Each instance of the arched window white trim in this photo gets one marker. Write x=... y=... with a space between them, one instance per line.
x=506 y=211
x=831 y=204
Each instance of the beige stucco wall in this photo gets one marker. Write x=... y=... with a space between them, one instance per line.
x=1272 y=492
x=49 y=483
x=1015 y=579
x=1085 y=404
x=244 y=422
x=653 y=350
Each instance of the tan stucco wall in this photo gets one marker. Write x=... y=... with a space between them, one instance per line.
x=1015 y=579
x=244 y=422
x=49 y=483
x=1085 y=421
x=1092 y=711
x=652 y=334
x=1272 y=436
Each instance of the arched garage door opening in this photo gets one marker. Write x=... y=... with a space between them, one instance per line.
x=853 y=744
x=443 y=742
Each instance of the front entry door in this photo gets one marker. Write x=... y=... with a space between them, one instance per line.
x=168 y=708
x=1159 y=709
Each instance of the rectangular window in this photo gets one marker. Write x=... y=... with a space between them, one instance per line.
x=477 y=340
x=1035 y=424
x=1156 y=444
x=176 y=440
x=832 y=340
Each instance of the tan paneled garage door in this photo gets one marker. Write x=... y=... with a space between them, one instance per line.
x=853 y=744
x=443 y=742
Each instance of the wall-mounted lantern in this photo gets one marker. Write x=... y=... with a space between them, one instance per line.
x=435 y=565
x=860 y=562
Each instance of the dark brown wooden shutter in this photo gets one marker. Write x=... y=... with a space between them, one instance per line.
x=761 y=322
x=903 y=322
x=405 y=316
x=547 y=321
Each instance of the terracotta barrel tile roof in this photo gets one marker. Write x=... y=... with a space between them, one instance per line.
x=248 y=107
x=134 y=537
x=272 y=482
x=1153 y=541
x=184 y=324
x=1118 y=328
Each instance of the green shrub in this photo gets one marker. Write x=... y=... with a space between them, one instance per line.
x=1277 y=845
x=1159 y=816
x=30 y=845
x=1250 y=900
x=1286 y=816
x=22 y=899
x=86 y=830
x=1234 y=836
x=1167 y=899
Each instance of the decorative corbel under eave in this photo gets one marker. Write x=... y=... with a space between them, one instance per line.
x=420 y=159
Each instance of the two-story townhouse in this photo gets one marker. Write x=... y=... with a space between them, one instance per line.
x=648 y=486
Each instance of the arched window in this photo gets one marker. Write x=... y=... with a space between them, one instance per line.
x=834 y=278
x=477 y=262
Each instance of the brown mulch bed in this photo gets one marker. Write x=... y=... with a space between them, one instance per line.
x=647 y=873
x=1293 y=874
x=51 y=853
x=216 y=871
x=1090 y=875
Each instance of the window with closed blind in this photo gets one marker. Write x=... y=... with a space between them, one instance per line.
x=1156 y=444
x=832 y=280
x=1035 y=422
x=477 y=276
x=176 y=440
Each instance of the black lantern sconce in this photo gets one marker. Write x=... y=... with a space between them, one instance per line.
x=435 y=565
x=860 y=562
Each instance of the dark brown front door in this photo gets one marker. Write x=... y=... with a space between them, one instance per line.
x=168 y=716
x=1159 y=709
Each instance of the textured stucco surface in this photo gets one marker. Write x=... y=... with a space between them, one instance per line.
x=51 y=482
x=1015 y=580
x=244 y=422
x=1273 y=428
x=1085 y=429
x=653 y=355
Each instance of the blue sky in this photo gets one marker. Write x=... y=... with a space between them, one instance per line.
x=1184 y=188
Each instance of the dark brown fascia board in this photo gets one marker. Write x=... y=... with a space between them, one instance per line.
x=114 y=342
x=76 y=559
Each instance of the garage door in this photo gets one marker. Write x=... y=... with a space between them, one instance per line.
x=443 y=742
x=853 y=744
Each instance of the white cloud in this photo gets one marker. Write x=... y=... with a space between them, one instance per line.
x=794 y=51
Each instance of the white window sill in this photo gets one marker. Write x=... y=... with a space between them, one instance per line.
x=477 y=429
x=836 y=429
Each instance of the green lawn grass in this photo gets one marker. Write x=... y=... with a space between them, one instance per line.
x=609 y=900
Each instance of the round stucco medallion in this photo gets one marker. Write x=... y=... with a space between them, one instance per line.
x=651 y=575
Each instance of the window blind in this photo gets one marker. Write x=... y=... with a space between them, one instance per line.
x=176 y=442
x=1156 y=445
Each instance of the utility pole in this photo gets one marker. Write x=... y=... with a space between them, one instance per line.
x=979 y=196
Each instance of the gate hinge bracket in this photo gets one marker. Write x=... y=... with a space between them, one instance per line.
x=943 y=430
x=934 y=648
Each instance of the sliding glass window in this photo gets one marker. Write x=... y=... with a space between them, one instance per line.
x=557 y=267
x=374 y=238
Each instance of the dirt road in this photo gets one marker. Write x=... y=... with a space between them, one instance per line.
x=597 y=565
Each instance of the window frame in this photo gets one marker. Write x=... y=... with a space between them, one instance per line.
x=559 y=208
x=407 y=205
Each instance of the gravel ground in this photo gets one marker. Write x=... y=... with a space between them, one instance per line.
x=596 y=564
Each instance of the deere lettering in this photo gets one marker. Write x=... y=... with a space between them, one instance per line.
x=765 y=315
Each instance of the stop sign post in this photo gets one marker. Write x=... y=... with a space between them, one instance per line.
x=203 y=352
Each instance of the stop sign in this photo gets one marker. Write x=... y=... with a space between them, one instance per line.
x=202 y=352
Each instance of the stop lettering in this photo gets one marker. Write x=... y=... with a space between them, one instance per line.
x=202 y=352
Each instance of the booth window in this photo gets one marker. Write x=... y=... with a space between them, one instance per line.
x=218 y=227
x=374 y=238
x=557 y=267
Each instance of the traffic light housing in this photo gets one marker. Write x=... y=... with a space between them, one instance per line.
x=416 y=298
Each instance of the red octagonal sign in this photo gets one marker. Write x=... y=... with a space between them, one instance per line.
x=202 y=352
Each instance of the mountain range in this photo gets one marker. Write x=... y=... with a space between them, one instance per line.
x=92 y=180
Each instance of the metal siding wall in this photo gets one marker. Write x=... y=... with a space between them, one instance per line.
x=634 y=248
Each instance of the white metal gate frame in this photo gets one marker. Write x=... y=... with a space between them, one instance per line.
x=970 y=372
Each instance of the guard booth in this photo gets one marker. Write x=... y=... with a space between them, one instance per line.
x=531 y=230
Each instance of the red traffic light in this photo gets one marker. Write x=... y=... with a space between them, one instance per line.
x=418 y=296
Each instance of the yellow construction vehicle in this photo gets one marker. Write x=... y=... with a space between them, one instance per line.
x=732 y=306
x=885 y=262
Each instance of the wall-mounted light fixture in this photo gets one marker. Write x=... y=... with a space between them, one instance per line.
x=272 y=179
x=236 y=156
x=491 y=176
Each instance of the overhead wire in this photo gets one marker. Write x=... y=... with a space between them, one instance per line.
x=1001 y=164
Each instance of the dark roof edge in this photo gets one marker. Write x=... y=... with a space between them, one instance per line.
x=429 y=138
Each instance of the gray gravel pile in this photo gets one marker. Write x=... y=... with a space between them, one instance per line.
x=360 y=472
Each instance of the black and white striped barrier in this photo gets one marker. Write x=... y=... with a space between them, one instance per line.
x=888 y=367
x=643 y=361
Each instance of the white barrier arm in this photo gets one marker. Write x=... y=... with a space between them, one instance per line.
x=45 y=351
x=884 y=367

+ + +

_Exercise objective_. Copy out all of the items above, swapping "marker" for "point" wherever it occurs and changing nothing else.

_Correct output_.
Each instance of the arched window white trim in this photo gets one point. Write x=... y=... with a space between them, one instance per line.
x=506 y=211
x=831 y=204
Each instance of the beige stucco wall in this photo gets one point. Write x=... y=... with a space between them, one instance per line.
x=1272 y=492
x=49 y=483
x=1015 y=579
x=1085 y=404
x=244 y=422
x=653 y=350
Each instance of the tan stucco wall in this photo gets one point. Write x=... y=... with a space between them, one instance per line.
x=1015 y=579
x=244 y=422
x=49 y=483
x=1085 y=421
x=1092 y=711
x=652 y=334
x=1272 y=436
Each instance of the arched garage door opening in this photo gets one point. Write x=... y=... with a space between them, one instance per line.
x=853 y=744
x=443 y=742
Each instance of the front entry door in this photo gets one point. Write x=... y=... with a space between them, one instance per line.
x=168 y=708
x=1159 y=709
Each instance of the rectangular window in this photo gets one point. Write x=... y=... with a space between them, one instance per line.
x=477 y=340
x=1035 y=424
x=1156 y=444
x=176 y=440
x=832 y=340
Each instance of the tan paneled garage door in this photo gets one point. Write x=... y=... with a space between them, one instance per line.
x=853 y=744
x=443 y=742
Each instance of the wall-mounted lantern in this photo gets one point. Write x=... y=... with a space between them, one instance per line.
x=435 y=565
x=860 y=562
Each instance of the dark brown wooden shutter in this photo gets one point. Write x=... y=... with a space between them, one instance per line.
x=761 y=322
x=903 y=322
x=405 y=316
x=547 y=321
Each instance of the terracotta barrel tile roof in this photo gets one point. Write x=... y=... with a space between them, one instance per line.
x=248 y=107
x=134 y=537
x=272 y=482
x=1153 y=541
x=184 y=324
x=1118 y=328
Each instance of the green shrub in this photo gets one point. Write x=... y=... with a space between them, one instance per line.
x=1277 y=845
x=1159 y=816
x=30 y=845
x=1250 y=900
x=1286 y=816
x=22 y=899
x=86 y=830
x=1234 y=836
x=1167 y=899
Each instance of the decorative corbel under eave in this photo gets one point. Write x=... y=... with a space between them, one instance per line.
x=420 y=159
Each instance of the two-story townhouse in this photo gets one point. Write x=... y=... with a space between them, one instance per line.
x=648 y=486
Each instance of the arched window in this photo gets one point. Write x=... y=... with a space between them, one instance per line.
x=834 y=278
x=477 y=262
Each instance of the brown mulch bed in this photo gets one point. Write x=... y=... with a space between them, one instance per line.
x=647 y=873
x=1293 y=874
x=51 y=853
x=216 y=871
x=1090 y=875
Each instance of the window with closed blind in this photo gets one point. Write x=... y=... with a space between them, one instance per line.
x=1156 y=444
x=832 y=280
x=1035 y=422
x=477 y=276
x=176 y=440
Each instance of the black lantern sconce in this photo gets one point. Write x=... y=... with a space between them, one instance per line.
x=435 y=565
x=860 y=562
Each instance of the dark brown front door in this photo gets one point. Write x=... y=... with a space between them, one instance per line.
x=168 y=716
x=1159 y=709
Each instance of the textured stucco surface in this photo gets one point. Write x=... y=... with a space between them, one instance per line.
x=51 y=482
x=1015 y=580
x=244 y=422
x=1273 y=428
x=1085 y=429
x=653 y=355
Each instance of the blue sky in this photo gets one point. Write x=... y=... with a space between them, one instance per line.
x=1184 y=188
Each instance of the dark brown fascia board in this photo gets one point. Write x=... y=... with a space between them, one instance per line.
x=114 y=342
x=76 y=559
Each instance of the garage door in this photo gets one point. Write x=... y=... with a space between them, one instance per line.
x=443 y=742
x=853 y=744
Each instance of the white cloud in this photo gets one point. Write x=... y=... with a space between them, one instance per line.
x=794 y=51
Each instance of the white window sill in this photo gets one point. Write x=... y=... with a space between them, one instance per line.
x=477 y=429
x=836 y=429
Each instance of the green lawn grass in this photo gets one point. Write x=... y=... with a space between them, one instance per line.
x=609 y=900
Each instance of the round stucco medallion in this photo gets one point. Write x=... y=... with a space between them, one instance per line.
x=651 y=575
Each instance of the window blind in this photo gets one point. Write x=... y=... with a space between them, one instance per line.
x=176 y=442
x=1156 y=445
Each instance of the utility pole in this photo gets one point. Write x=... y=... with a space between them, one instance per line.
x=979 y=196
Each instance of the gate hinge bracket in this photo gets one point. Write x=... y=... with a space between them, one instance per line.
x=943 y=430
x=934 y=648
Each instance of the sliding glass window in this photo gets one point. Write x=... y=... with a space between them, one instance per line.
x=557 y=267
x=374 y=238
Each instance of the dirt road in this photo gets one point. Write x=... y=... with a space between them, one instance per line.
x=597 y=565
Each instance of the window frame in this photo gets one point. Write x=... y=... with a space between them, one instance per line.
x=559 y=208
x=407 y=205
Each instance of the gravel ground in this photo gets one point. Write x=... y=... with a space between them, one instance per line.
x=596 y=564
Each instance of the deere lettering in this photo gets one point. Write x=... y=... with a space between them, one instance per line.
x=765 y=315
Each instance of the stop sign post in this photo gets one point. Write x=... y=... with a space between them, one instance per line.
x=203 y=352
Each instance of the stop sign in this photo gets one point. Write x=... y=... with a space between them, one instance per line.
x=202 y=352
Each instance of the stop lettering in this photo gets one point. Write x=... y=... with a space between them, one instance per line.
x=202 y=352
Each instance of the booth window in this photo gets one point. Write x=... y=... with a space between them, one instance per line.
x=218 y=227
x=374 y=238
x=557 y=267
Each instance of the traffic light housing in this photo gets one point. Write x=... y=... with a space between them, one instance per line.
x=416 y=298
Each instance of the red octagonal sign in this photo gets one point. Write x=... y=... with a space between them, one instance per line.
x=202 y=352
Each instance of the mountain range in this photo gets one point. Write x=... y=... with a space between them, one instance per line.
x=92 y=180
Each instance of the metal siding wall in this photo gets one point. Write x=... y=... with a space between them, one instance per line.
x=634 y=248
Each instance of the white metal gate frame in this photo gets one point. Write x=... y=... with a space between them, one instance per line.
x=970 y=372
Each instance of the guard booth in this photo gets one point. Write x=... y=... with a space between them, one instance per line.
x=531 y=230
Each instance of the red traffic light in this photo gets one point. Write x=... y=... with a space between them, one instance per line.
x=418 y=296
Each instance of the yellow construction vehicle in this photo gets one point. Write x=... y=... with a space between them, one instance per line.
x=732 y=306
x=885 y=262
Each instance of the wall-mounted light fixture in this photo gets one point. Write x=... y=... with a space between them, one instance per line.
x=272 y=179
x=236 y=156
x=491 y=176
Each instance of the overhead wire in this photo gets one point. Write x=... y=... with a space between them, one instance per line.
x=1001 y=164
Each instance of the dark roof edge in this photo gets one point. Write x=... y=... with a space between them, one instance per line.
x=429 y=138
Each instance of the gray gravel pile in this photo gets one point. Write x=... y=... with a space between them, one instance per line.
x=360 y=472
Each instance of the black and white striped barrier in this photo gets one point. Write x=... y=... with a space between them, one instance per line.
x=888 y=367
x=643 y=361
Each instance of the white barrier arm in this photo gets one point. Write x=... y=... with a space between them, one instance per line.
x=45 y=351
x=884 y=367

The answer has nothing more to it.